EXERCISE OBJECTIVE -> Count every line in the data below where the word "person" appears, then state only that count.

[Stored data entries]
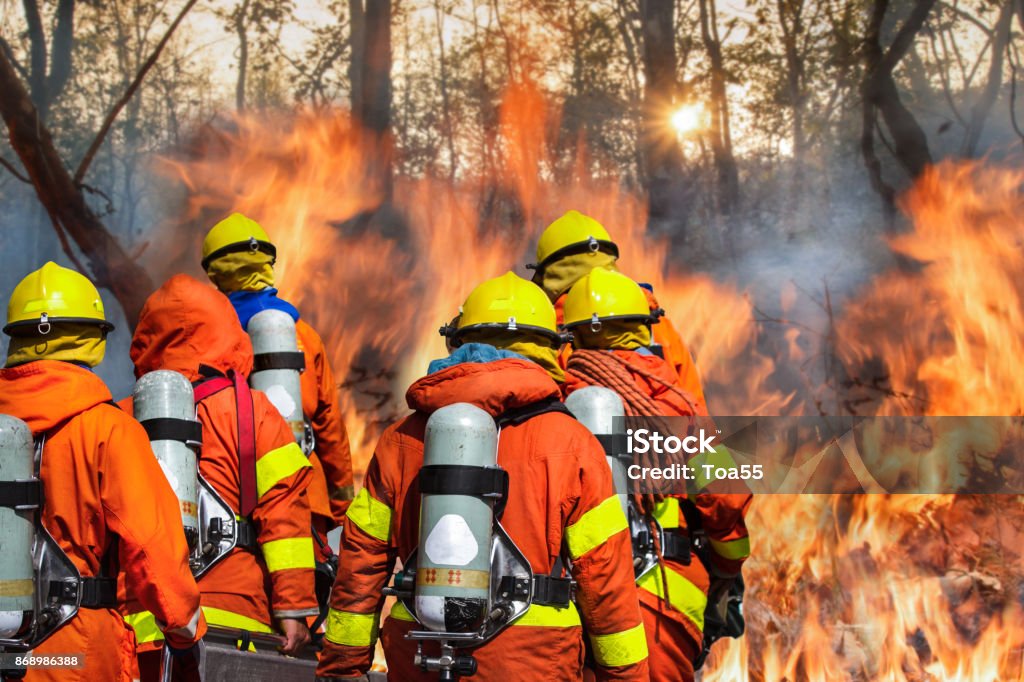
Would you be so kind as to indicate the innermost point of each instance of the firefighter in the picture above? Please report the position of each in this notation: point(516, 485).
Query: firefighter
point(573, 245)
point(239, 258)
point(560, 503)
point(104, 499)
point(249, 457)
point(610, 322)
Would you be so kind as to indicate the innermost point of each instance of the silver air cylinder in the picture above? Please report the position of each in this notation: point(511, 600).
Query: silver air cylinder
point(164, 394)
point(596, 408)
point(453, 577)
point(272, 335)
point(17, 530)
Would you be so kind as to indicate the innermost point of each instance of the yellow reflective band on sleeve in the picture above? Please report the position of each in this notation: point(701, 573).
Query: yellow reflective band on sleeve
point(278, 465)
point(351, 629)
point(733, 549)
point(620, 648)
point(684, 596)
point(289, 553)
point(667, 513)
point(343, 494)
point(144, 625)
point(373, 516)
point(219, 616)
point(595, 526)
point(399, 612)
point(540, 615)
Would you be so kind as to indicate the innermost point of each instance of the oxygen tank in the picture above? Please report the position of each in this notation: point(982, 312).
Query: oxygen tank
point(453, 577)
point(276, 366)
point(162, 400)
point(17, 530)
point(596, 408)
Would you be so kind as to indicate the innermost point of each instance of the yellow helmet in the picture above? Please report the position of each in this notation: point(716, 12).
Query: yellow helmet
point(233, 233)
point(54, 294)
point(569, 235)
point(603, 295)
point(508, 302)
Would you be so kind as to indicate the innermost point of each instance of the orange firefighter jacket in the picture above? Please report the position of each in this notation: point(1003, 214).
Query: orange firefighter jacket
point(674, 596)
point(560, 500)
point(673, 347)
point(105, 498)
point(332, 487)
point(185, 325)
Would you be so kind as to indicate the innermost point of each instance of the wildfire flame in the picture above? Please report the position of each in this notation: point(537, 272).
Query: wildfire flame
point(840, 588)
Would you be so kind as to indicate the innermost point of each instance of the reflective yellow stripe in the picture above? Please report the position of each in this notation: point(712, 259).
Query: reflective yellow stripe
point(537, 615)
point(733, 549)
point(289, 553)
point(595, 526)
point(351, 629)
point(278, 465)
point(683, 595)
point(230, 620)
point(373, 516)
point(667, 513)
point(620, 648)
point(550, 616)
point(399, 612)
point(144, 625)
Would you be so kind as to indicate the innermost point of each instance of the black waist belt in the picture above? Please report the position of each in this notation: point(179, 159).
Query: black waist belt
point(184, 430)
point(280, 360)
point(246, 536)
point(676, 545)
point(17, 494)
point(548, 591)
point(89, 592)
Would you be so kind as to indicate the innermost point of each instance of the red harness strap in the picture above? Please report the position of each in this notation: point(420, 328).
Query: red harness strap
point(247, 433)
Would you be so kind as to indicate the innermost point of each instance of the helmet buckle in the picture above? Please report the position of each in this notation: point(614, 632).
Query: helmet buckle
point(44, 326)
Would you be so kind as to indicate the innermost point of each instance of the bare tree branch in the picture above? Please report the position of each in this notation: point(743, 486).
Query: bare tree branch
point(64, 201)
point(13, 171)
point(97, 141)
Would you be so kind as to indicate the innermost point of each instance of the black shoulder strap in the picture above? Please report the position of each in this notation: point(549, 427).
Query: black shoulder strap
point(519, 415)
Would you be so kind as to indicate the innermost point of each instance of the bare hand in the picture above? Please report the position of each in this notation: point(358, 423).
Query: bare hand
point(296, 636)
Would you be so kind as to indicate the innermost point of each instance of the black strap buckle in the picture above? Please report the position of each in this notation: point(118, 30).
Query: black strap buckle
point(95, 592)
point(20, 494)
point(676, 546)
point(246, 536)
point(519, 415)
point(280, 360)
point(183, 430)
point(548, 591)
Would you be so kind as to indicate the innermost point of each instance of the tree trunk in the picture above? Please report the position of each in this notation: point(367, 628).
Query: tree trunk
point(721, 134)
point(1000, 37)
point(881, 95)
point(112, 267)
point(370, 75)
point(241, 30)
point(662, 155)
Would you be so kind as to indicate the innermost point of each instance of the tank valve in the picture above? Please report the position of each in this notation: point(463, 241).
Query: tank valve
point(448, 665)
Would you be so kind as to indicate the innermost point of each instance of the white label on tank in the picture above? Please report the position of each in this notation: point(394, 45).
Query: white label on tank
point(451, 542)
point(281, 399)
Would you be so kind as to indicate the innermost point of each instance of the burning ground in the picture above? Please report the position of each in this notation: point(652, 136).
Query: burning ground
point(930, 323)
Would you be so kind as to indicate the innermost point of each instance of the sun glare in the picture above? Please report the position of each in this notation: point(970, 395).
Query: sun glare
point(687, 118)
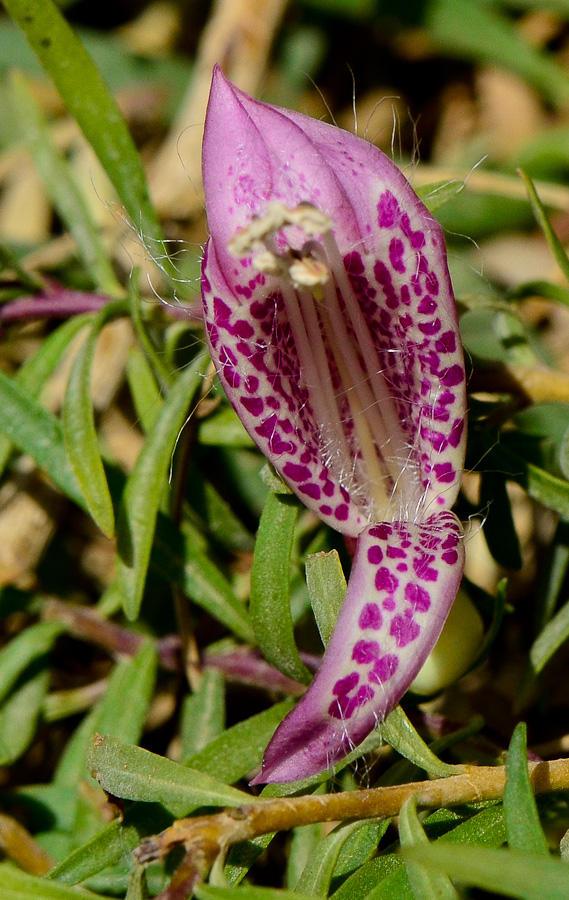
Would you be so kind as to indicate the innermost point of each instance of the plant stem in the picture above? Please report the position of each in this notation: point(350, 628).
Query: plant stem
point(205, 837)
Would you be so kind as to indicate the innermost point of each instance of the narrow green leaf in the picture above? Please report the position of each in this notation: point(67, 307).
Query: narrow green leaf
point(555, 633)
point(326, 588)
point(522, 819)
point(111, 844)
point(476, 31)
point(24, 649)
point(203, 714)
point(270, 587)
point(398, 731)
point(135, 774)
point(79, 432)
point(133, 678)
point(61, 186)
point(425, 885)
point(499, 529)
point(317, 874)
point(34, 372)
point(208, 892)
point(511, 872)
point(19, 714)
point(143, 388)
point(18, 885)
point(89, 101)
point(304, 839)
point(143, 491)
point(180, 559)
point(37, 432)
point(385, 878)
point(240, 748)
point(553, 241)
point(438, 193)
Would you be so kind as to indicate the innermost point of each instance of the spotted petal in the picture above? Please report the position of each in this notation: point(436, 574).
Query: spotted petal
point(404, 579)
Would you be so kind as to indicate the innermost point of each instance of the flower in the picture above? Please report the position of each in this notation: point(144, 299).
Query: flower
point(332, 324)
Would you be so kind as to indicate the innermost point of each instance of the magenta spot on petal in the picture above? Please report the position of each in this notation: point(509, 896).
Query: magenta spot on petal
point(396, 250)
point(384, 668)
point(418, 597)
point(296, 472)
point(388, 210)
point(370, 617)
point(444, 472)
point(450, 557)
point(375, 555)
point(404, 630)
point(311, 490)
point(365, 652)
point(381, 531)
point(346, 684)
point(221, 310)
point(452, 376)
point(396, 553)
point(446, 343)
point(423, 568)
point(342, 512)
point(253, 405)
point(251, 384)
point(243, 329)
point(232, 377)
point(385, 580)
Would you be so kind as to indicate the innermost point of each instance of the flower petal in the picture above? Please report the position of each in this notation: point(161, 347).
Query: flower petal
point(404, 579)
point(259, 365)
point(398, 323)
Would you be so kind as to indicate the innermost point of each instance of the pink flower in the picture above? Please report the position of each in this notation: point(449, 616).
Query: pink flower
point(331, 321)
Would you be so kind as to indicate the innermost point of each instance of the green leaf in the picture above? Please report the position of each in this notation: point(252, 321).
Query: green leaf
point(550, 639)
point(317, 874)
point(61, 186)
point(179, 558)
point(385, 878)
point(398, 731)
point(19, 714)
point(131, 773)
point(143, 388)
point(89, 101)
point(438, 193)
point(78, 421)
point(526, 876)
point(499, 529)
point(34, 371)
point(111, 844)
point(240, 748)
point(326, 588)
point(134, 679)
point(424, 884)
point(18, 885)
point(37, 432)
point(203, 714)
point(24, 649)
point(208, 892)
point(270, 587)
point(522, 819)
point(553, 241)
point(143, 491)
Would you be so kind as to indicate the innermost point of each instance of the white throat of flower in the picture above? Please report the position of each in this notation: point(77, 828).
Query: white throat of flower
point(369, 453)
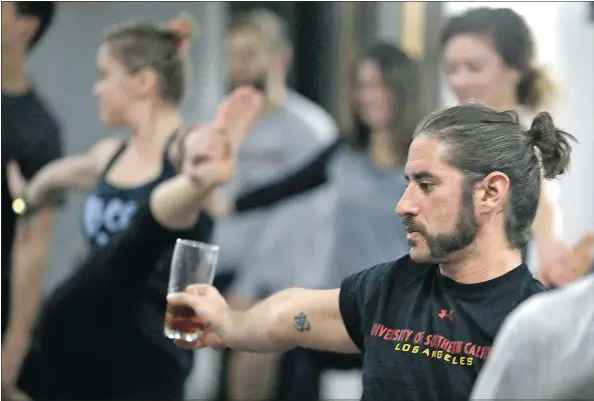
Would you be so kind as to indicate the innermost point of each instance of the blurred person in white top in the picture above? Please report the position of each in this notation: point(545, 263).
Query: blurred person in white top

SOLUTION FOR THIS PROBLEM -> 2